> Material shown:
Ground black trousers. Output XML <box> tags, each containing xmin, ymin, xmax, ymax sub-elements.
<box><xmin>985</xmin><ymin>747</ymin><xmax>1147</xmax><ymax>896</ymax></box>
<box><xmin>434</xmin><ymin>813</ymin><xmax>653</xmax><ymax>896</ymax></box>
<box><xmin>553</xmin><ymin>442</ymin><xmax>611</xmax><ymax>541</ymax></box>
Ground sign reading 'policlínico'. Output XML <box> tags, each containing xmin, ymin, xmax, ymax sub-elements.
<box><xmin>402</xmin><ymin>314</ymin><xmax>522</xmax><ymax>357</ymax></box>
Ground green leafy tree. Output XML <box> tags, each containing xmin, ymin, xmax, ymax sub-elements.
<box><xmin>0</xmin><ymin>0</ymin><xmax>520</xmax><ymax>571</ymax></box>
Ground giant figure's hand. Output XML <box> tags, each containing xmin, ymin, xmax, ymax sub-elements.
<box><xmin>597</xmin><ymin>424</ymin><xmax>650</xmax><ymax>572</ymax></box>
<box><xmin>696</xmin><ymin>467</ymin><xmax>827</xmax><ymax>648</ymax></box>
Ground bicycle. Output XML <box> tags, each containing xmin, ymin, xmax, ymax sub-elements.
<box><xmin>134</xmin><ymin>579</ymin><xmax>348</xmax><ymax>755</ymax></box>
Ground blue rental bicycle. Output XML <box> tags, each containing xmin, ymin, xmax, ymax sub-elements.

> Task to complete: Rescale the data above by reproducing every line in order, requests included and left unchanged. Multiply each box coordinate in the answers by 1.65 and round to the nearest whole number, rounding halves up.

> Worked solution:
Ground black trousers. Output XML <box> tags, each containing xmin, ymin, xmax, ymax sub-elements.
<box><xmin>1625</xmin><ymin>1233</ymin><xmax>1893</xmax><ymax>1478</ymax></box>
<box><xmin>716</xmin><ymin>1341</ymin><xmax>1077</xmax><ymax>1478</ymax></box>
<box><xmin>912</xmin><ymin>729</ymin><xmax>1008</xmax><ymax>893</ymax></box>
Ground sign reading 'policlínico'. Output XML <box> tags, each containing xmin, ymin, xmax, ymax sub-elements.
<box><xmin>663</xmin><ymin>518</ymin><xmax>861</xmax><ymax>589</ymax></box>
Ground green leafy tree. Output XML <box> tags, each containing xmin, ymin, xmax, ymax sub-elements.
<box><xmin>0</xmin><ymin>0</ymin><xmax>858</xmax><ymax>942</ymax></box>
Ground giant figure's hand. Output XML <box> tags, each containing xmin, ymin, xmax, ymax sub-elements.
<box><xmin>985</xmin><ymin>700</ymin><xmax>1073</xmax><ymax>944</ymax></box>
<box><xmin>1148</xmin><ymin>771</ymin><xmax>1365</xmax><ymax>1069</ymax></box>
Ground bicycle. Output XML <box> tags, each containing xmin, ymin, xmax, ymax sub-elements.
<box><xmin>221</xmin><ymin>955</ymin><xmax>574</xmax><ymax>1246</ymax></box>
Ground blue rental bicycle. Output XML <box> tags, each containing xmin, ymin, xmax, ymax sub-elements.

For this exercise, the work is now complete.